Dataset rows:
□ □ □ □ □

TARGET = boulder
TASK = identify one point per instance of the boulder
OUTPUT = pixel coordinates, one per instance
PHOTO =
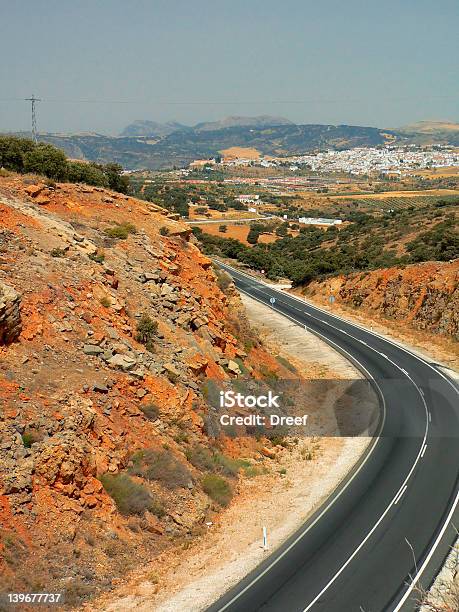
(10, 314)
(92, 349)
(34, 190)
(123, 362)
(233, 367)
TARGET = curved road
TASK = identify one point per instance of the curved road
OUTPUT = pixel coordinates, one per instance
(388, 528)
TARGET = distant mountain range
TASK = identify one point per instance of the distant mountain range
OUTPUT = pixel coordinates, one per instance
(152, 129)
(151, 145)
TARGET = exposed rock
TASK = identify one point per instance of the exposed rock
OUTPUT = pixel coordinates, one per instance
(92, 349)
(233, 367)
(34, 190)
(124, 362)
(10, 314)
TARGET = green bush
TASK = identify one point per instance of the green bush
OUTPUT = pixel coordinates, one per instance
(147, 329)
(217, 488)
(151, 411)
(160, 465)
(121, 230)
(81, 172)
(129, 496)
(206, 460)
(24, 155)
(46, 159)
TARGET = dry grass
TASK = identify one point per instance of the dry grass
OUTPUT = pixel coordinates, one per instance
(240, 152)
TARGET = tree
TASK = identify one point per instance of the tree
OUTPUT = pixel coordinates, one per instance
(46, 159)
(80, 172)
(253, 235)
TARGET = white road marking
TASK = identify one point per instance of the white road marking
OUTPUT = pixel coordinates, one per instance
(397, 499)
(423, 447)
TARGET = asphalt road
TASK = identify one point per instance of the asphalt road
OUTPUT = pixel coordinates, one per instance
(388, 528)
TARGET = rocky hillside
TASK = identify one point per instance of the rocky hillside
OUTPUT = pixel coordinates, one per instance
(423, 296)
(111, 320)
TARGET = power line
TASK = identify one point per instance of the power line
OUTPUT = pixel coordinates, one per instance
(33, 100)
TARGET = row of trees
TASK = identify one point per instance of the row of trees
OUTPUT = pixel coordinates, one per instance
(362, 245)
(23, 155)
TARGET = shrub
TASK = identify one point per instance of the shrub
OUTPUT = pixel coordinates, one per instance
(151, 411)
(146, 331)
(213, 461)
(81, 172)
(224, 280)
(46, 159)
(27, 440)
(129, 496)
(284, 362)
(217, 488)
(160, 465)
(121, 230)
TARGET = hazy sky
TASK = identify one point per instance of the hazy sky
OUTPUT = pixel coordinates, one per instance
(365, 62)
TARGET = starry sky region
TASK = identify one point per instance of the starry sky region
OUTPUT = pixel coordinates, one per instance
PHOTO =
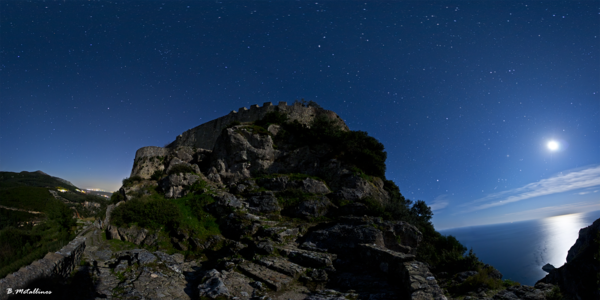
(465, 95)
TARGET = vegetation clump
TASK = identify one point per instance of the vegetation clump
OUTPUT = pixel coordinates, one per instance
(23, 245)
(181, 169)
(127, 182)
(157, 213)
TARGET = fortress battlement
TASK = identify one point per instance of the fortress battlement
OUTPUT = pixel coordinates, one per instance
(205, 135)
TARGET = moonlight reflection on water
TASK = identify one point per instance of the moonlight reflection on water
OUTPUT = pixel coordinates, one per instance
(560, 233)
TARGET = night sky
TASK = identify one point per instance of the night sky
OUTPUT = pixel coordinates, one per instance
(465, 95)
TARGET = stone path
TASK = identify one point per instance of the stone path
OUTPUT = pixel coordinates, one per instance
(273, 279)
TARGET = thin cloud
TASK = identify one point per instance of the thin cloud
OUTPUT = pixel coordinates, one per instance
(578, 207)
(440, 202)
(575, 180)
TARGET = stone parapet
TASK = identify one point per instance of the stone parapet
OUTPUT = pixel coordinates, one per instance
(57, 265)
(204, 136)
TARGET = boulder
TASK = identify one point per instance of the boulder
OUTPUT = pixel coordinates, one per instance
(109, 210)
(133, 234)
(264, 202)
(112, 233)
(354, 188)
(548, 268)
(344, 238)
(312, 208)
(213, 286)
(239, 151)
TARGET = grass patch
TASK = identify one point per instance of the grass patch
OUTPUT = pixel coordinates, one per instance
(26, 197)
(33, 179)
(20, 247)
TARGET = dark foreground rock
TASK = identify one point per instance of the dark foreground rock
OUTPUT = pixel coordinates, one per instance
(579, 278)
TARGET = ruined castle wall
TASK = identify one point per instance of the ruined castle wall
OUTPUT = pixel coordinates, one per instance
(58, 264)
(151, 151)
(205, 135)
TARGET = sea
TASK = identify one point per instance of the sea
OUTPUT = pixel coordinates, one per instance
(520, 249)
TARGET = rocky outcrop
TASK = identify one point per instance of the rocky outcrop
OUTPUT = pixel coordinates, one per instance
(578, 278)
(205, 135)
(175, 185)
(350, 232)
(54, 266)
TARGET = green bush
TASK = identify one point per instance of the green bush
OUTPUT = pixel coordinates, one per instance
(116, 197)
(151, 213)
(181, 169)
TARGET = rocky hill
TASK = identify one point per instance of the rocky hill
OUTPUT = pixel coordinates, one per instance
(579, 277)
(280, 207)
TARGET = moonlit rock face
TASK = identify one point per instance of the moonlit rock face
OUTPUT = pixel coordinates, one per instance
(553, 145)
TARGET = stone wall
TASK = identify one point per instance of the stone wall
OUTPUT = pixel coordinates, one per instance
(58, 264)
(205, 135)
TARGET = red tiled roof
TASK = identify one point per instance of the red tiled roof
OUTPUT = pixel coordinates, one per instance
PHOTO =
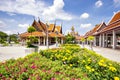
(58, 28)
(51, 27)
(114, 23)
(36, 33)
(96, 29)
(37, 26)
(42, 25)
(115, 17)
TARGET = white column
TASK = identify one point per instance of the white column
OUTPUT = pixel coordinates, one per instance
(103, 45)
(39, 41)
(44, 41)
(100, 40)
(61, 40)
(106, 38)
(95, 41)
(114, 40)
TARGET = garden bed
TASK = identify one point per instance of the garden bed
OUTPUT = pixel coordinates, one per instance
(70, 62)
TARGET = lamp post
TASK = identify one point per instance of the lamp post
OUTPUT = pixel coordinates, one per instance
(47, 44)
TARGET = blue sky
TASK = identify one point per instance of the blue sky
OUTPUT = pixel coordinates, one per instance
(17, 15)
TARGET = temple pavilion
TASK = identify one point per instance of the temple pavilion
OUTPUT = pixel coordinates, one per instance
(107, 35)
(54, 31)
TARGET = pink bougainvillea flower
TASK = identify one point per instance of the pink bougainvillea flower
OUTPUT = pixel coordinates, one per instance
(29, 79)
(33, 66)
(53, 79)
(0, 75)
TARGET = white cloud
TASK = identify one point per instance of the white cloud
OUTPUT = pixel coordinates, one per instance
(84, 15)
(36, 8)
(23, 25)
(2, 24)
(85, 25)
(99, 3)
(116, 3)
(56, 11)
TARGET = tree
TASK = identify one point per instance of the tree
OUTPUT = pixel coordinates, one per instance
(13, 37)
(69, 38)
(3, 37)
(31, 29)
(31, 38)
(82, 40)
(91, 39)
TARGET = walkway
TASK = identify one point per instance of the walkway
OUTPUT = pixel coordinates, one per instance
(111, 54)
(17, 51)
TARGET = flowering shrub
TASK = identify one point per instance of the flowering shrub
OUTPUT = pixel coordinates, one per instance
(97, 67)
(37, 67)
(69, 62)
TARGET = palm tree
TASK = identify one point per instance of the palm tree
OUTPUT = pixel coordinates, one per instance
(82, 40)
(91, 38)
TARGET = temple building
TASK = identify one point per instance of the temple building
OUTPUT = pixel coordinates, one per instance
(75, 34)
(42, 29)
(107, 35)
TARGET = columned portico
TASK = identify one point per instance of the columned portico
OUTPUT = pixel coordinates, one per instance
(114, 40)
(106, 40)
(103, 44)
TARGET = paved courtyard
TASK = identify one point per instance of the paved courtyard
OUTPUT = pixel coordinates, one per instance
(17, 51)
(111, 54)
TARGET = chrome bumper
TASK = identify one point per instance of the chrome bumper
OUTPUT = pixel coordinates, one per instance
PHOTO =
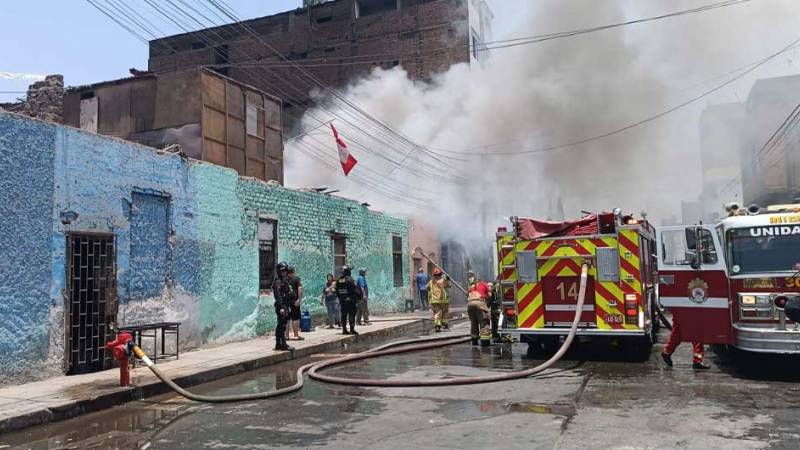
(767, 338)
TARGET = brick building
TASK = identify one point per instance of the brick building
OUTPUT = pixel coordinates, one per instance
(336, 41)
(213, 118)
(101, 230)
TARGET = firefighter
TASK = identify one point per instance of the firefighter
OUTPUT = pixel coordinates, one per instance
(675, 340)
(494, 309)
(349, 296)
(478, 311)
(285, 296)
(440, 301)
(471, 279)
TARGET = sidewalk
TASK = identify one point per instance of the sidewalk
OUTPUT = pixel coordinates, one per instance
(68, 396)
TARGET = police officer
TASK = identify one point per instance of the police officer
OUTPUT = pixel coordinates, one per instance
(349, 296)
(285, 296)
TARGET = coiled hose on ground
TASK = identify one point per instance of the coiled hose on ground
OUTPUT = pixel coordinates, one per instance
(411, 345)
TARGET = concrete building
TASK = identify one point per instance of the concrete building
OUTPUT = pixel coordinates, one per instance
(771, 177)
(211, 117)
(721, 146)
(425, 236)
(336, 41)
(100, 230)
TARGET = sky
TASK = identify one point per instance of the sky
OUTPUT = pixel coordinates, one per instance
(74, 39)
(626, 73)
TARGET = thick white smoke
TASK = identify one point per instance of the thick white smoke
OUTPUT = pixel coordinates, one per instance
(560, 91)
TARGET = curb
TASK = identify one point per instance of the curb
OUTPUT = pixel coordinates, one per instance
(156, 387)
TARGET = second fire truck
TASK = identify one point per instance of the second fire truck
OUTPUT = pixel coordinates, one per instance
(539, 266)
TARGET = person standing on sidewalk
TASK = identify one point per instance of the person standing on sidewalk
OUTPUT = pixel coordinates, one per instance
(478, 311)
(294, 313)
(282, 290)
(330, 301)
(440, 301)
(363, 306)
(349, 295)
(421, 281)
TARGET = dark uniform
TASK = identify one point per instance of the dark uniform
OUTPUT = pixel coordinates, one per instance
(349, 296)
(284, 289)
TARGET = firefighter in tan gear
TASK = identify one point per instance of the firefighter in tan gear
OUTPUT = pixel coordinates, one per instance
(439, 299)
(478, 295)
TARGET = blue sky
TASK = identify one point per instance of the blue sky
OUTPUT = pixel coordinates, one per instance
(72, 38)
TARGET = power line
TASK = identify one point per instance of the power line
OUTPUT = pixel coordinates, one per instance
(484, 46)
(639, 122)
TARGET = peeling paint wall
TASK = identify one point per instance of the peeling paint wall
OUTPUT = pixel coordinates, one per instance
(26, 202)
(186, 241)
(306, 221)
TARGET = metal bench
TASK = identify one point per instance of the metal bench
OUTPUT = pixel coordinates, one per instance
(151, 330)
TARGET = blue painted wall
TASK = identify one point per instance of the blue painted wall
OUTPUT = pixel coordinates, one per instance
(186, 241)
(26, 202)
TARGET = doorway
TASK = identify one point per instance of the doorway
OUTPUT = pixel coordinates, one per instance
(91, 293)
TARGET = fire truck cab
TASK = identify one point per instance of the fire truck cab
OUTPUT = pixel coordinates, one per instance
(730, 283)
(539, 267)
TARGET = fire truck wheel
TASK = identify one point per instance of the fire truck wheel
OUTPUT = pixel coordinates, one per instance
(640, 349)
(541, 347)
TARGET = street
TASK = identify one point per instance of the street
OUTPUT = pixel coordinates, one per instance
(591, 398)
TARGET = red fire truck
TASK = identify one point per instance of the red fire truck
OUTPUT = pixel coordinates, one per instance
(539, 265)
(734, 282)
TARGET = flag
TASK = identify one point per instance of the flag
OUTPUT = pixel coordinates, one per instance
(347, 160)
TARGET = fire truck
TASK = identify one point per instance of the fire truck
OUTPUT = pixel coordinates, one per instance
(734, 283)
(539, 265)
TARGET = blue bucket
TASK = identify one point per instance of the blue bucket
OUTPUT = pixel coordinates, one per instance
(305, 322)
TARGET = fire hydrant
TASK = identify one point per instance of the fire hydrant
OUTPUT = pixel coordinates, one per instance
(121, 351)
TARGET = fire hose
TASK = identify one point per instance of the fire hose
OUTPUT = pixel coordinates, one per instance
(315, 369)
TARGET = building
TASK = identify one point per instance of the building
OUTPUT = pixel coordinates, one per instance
(424, 236)
(211, 117)
(721, 146)
(771, 176)
(336, 41)
(99, 230)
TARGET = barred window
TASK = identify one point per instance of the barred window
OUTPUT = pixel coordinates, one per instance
(397, 260)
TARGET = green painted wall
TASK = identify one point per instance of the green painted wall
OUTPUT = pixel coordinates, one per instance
(306, 221)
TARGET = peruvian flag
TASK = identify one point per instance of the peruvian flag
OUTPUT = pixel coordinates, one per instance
(347, 160)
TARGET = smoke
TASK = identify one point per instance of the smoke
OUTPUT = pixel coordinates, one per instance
(555, 92)
(20, 76)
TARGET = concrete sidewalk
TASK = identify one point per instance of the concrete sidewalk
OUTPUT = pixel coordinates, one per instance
(68, 396)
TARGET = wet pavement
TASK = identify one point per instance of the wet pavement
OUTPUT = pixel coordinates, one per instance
(596, 399)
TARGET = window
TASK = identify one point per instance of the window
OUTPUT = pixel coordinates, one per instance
(267, 240)
(764, 250)
(339, 252)
(255, 120)
(679, 247)
(397, 260)
(370, 7)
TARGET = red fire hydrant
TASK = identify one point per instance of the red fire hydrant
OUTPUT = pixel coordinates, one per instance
(121, 351)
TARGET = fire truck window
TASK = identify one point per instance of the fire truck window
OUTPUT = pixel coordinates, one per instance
(707, 247)
(674, 249)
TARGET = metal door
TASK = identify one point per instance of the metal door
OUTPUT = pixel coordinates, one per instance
(692, 282)
(91, 286)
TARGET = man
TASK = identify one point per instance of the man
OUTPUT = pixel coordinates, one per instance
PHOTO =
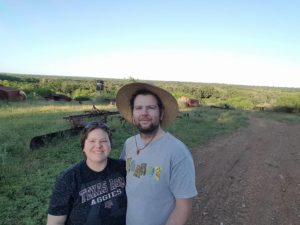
(160, 169)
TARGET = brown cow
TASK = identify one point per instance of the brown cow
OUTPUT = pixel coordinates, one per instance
(9, 93)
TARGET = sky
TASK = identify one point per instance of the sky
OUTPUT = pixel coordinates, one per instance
(253, 42)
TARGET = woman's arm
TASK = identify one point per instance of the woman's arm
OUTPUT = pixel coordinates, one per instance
(56, 220)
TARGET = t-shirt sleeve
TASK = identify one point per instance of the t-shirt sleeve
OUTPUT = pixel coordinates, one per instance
(182, 181)
(123, 153)
(62, 198)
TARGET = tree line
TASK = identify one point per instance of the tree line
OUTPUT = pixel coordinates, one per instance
(236, 96)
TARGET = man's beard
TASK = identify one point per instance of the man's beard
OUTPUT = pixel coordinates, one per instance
(148, 130)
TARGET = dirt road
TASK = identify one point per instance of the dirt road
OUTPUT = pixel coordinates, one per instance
(251, 177)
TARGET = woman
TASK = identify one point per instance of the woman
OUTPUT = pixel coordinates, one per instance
(93, 190)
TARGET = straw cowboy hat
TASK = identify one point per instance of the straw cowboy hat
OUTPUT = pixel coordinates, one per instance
(170, 106)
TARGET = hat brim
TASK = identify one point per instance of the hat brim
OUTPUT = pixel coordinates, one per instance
(125, 94)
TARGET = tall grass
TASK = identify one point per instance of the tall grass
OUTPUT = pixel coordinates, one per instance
(27, 176)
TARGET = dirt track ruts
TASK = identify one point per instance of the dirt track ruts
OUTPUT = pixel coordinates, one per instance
(250, 177)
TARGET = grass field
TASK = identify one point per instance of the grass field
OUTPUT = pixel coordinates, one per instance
(27, 176)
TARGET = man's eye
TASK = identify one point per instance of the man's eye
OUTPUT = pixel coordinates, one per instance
(152, 107)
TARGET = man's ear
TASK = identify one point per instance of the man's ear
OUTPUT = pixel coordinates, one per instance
(161, 115)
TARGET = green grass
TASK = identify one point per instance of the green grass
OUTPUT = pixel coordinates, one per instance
(27, 177)
(279, 116)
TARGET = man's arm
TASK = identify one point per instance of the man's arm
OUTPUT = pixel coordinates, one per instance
(56, 220)
(181, 212)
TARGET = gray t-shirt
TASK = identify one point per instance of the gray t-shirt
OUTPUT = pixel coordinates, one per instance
(161, 173)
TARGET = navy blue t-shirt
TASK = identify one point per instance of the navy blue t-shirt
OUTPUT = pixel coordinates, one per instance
(91, 198)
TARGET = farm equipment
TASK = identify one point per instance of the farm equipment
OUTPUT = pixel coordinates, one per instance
(77, 124)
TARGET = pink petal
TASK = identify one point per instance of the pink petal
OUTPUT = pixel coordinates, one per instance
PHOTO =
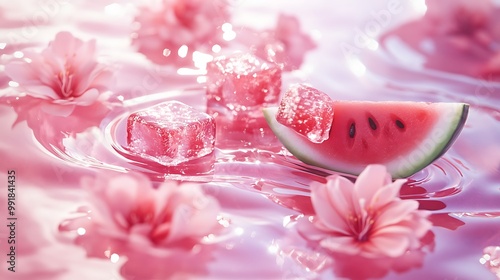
(395, 213)
(40, 91)
(64, 43)
(341, 244)
(87, 98)
(393, 242)
(20, 72)
(57, 110)
(386, 194)
(311, 231)
(331, 216)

□ □ □ □ □

# [Requirement]
Repeat the data word for word, starting with the line that contains "TARGET = tall grass" and going on through the end of the data. Leave the pictures out.

# [Task solution]
TARGET = tall grass
TASK = identify one point per instance of the tall grass
OUTPUT = pixel coordinates, one per instance
(27, 176)
TARGET = dirt track ruts
TASK = identify one point per instance of the dirt track ruts
OUTPUT = pixel coordinates, one per instance
(250, 177)
TARGET = grass field
TASK = identify one point per instance of the grass field
OUTPUT = pixel coordinates, one per instance
(27, 176)
TARGET = man's eye
TASK = identify one point per instance of the man's eye
OUTPUT = pixel coordinates, one per instance
(152, 107)
TARGET = man's ear
TASK = identify one point per instance of the man's ear
OUTPUT = pixel coordinates, one per instance
(161, 115)
TARGET = green grass
TASK = identify one point per instance of the green grass
OUTPUT = pixel coordinates, one per instance
(27, 177)
(279, 116)
TARGET = man's arm
TASK = identify one point per instance of the man's arm
OUTPUT = pixel coordinates, one per instance
(56, 220)
(181, 212)
TARGET = gray t-shirt
TASK = identify one point per instance of the gray t-shirt
OUTPUT = pixel coordinates, one per instance
(161, 173)
TARGET = navy blue t-shirt
TASK = identify one point per instance of the navy blue t-shirt
OUTPUT = pixel coordinates, one per instance
(91, 198)
TARGET = farm equipment
TASK = identify one point per instance of the farm equipment
OUTPUT = pixel coordinates, one per instance
(77, 124)
TARGET = pink petal
TASK = identify one point per instance of the pink petal
OUTPUT = pixel coordinates, one per instance
PHOTO =
(395, 213)
(40, 91)
(64, 43)
(341, 244)
(87, 98)
(393, 242)
(20, 72)
(57, 110)
(386, 194)
(311, 231)
(331, 216)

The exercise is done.